▸ Exercise requirements: Without the images, write out all of the following entries exactly.

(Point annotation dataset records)
============================================================

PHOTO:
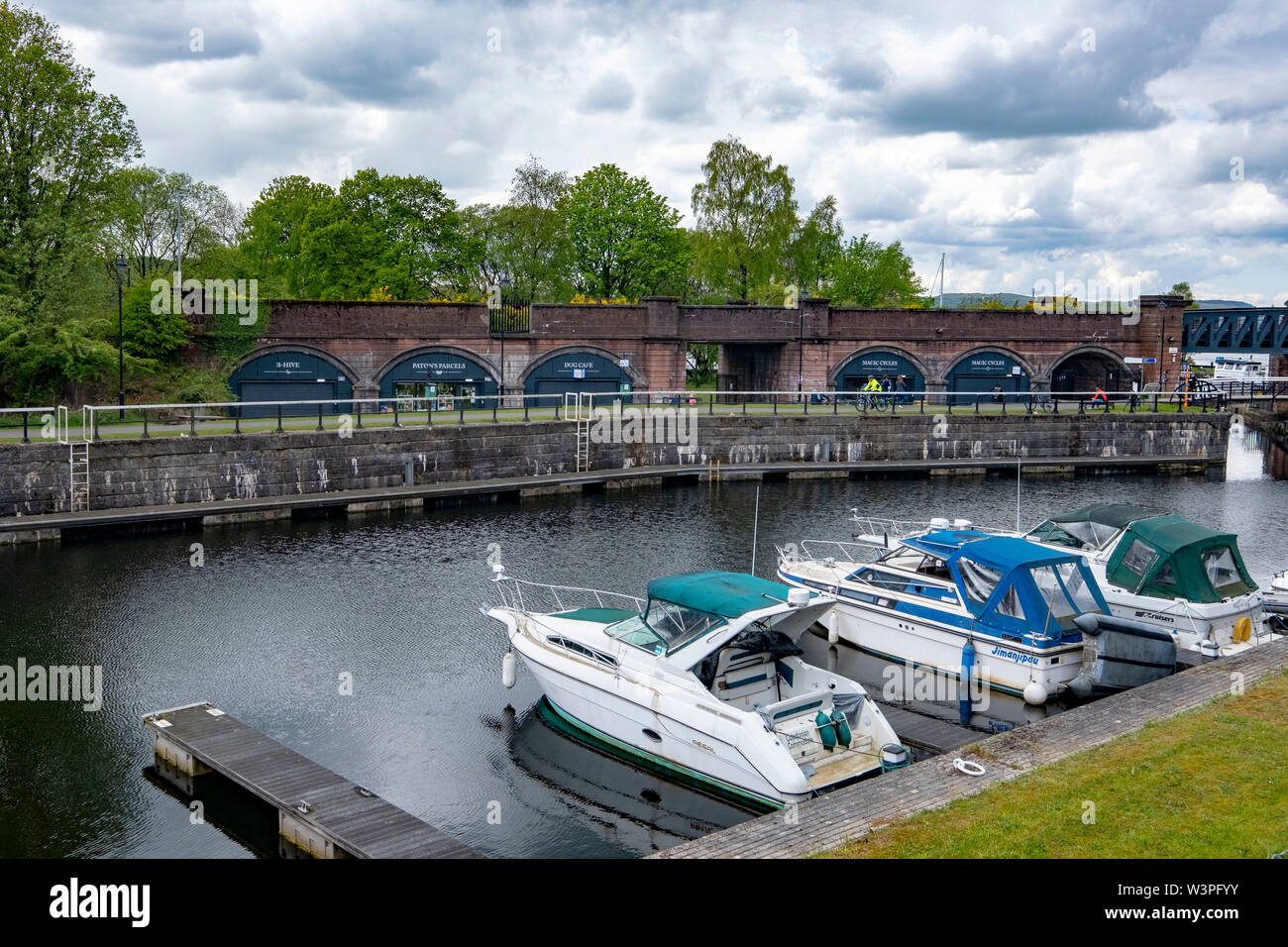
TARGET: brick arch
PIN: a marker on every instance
(996, 350)
(918, 364)
(638, 379)
(398, 357)
(1086, 351)
(279, 347)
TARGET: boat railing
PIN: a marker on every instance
(544, 598)
(824, 551)
(881, 531)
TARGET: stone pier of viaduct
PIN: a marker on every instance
(320, 350)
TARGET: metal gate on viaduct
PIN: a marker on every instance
(322, 350)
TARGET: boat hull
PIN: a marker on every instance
(1003, 667)
(619, 723)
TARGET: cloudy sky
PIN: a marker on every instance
(1107, 141)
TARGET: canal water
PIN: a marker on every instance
(278, 617)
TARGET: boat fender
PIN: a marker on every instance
(842, 728)
(1035, 693)
(825, 731)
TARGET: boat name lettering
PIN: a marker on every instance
(1155, 616)
(1016, 656)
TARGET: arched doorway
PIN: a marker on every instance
(576, 369)
(1090, 369)
(417, 377)
(987, 373)
(879, 364)
(291, 375)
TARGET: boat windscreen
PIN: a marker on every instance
(1224, 573)
(665, 628)
(1060, 600)
(979, 579)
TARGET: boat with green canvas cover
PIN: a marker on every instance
(700, 682)
(1166, 571)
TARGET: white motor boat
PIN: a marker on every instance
(1275, 596)
(992, 611)
(700, 682)
(1166, 571)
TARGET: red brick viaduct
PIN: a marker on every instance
(761, 348)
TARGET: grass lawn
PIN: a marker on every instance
(1209, 784)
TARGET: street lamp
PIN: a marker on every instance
(505, 285)
(120, 334)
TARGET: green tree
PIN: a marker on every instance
(626, 240)
(815, 247)
(59, 145)
(150, 330)
(1183, 289)
(535, 236)
(868, 273)
(746, 210)
(275, 227)
(402, 234)
(143, 222)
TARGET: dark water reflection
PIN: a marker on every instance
(275, 615)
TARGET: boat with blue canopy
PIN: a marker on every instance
(702, 682)
(995, 611)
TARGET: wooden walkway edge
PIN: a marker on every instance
(849, 813)
(50, 526)
(318, 810)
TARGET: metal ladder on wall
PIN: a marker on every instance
(583, 419)
(77, 460)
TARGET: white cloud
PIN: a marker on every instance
(983, 131)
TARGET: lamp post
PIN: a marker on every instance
(120, 335)
(505, 285)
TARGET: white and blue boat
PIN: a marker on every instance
(992, 611)
(700, 682)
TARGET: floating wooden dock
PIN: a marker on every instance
(320, 812)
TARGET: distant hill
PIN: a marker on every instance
(954, 300)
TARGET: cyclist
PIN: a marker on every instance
(871, 390)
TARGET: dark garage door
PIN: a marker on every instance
(286, 390)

============================================================

▸ Solved problem:
PHOTO:
TARGET: brick arch
PIN: a marker on every instance
(996, 350)
(918, 364)
(638, 379)
(398, 357)
(1086, 351)
(279, 347)
TARGET: boat railing
PIN: a marker on every instance
(544, 598)
(824, 551)
(881, 531)
TARGET: stone pier of viaduct
PIN: a marker on every instance
(320, 350)
TARGET: metal gate on viaduct
PIN: a marker on every instance
(322, 350)
TARGET: boat hull
PIN: a marker on every instance
(1003, 667)
(619, 723)
TARGET: cloudy sky
PIN: a marker on every instance
(1107, 141)
TARGET: canal water
PIN: a marker on every instance
(278, 617)
TARGET: boat fender
PIN: a marker on every instance
(842, 728)
(1035, 693)
(825, 731)
TARGET: boat name lettering
PIN: a marker on every instance
(1155, 616)
(1016, 656)
TARGET: arched doorway
PIN: a marker on every instance
(576, 369)
(1090, 369)
(417, 377)
(987, 373)
(879, 364)
(291, 375)
TARGET: boat windscreen
PIN: a marker on every instance
(1224, 573)
(665, 628)
(1060, 600)
(979, 579)
TARGET: boat with green canvas cover
PIN: a marker on every instance
(700, 682)
(1166, 571)
TARGET: white motor boat
PIN: a marker on every instance
(1275, 596)
(992, 611)
(700, 682)
(1166, 571)
TARGET: red brick viaduct
PIN: a marker on every instance
(761, 348)
TARGET: grass lawn
PIN: a marker on every instance
(1209, 784)
TARGET: street lamp
PIN: a marker on every instance
(505, 285)
(120, 334)
TARGET: green tree
PIN: a marker on every instance
(626, 240)
(815, 247)
(59, 145)
(150, 330)
(1183, 289)
(535, 236)
(868, 273)
(746, 210)
(275, 227)
(402, 234)
(143, 222)
TARGET: dark water reflection
PIN: a marker on every instance
(275, 615)
TARGET: boat with blue canopy
PIN: a marker on every instance
(702, 682)
(995, 611)
TARGET: wooden walkway edge
PIN: a marker on every instance
(849, 813)
(50, 526)
(318, 810)
TARGET: metal ladder on wall
PIN: a marker on every instance
(583, 419)
(77, 460)
TARGET: white cloud
PIN: a marker on every instance
(983, 131)
TARGET: lamp post
PIN: a marker on every instance
(120, 335)
(505, 285)
TARGET: white and blue boat
PIN: a marker on every instance
(992, 611)
(700, 682)
TARGET: floating wooden dock
PIN: a marker on every instance
(320, 812)
TARGET: distant hill
PIN: a marker on every instance
(954, 300)
TARGET: cyclist
PIN: a marker on every instance
(871, 390)
TARGET: dark garage door
PIN: a marker on every instance
(286, 390)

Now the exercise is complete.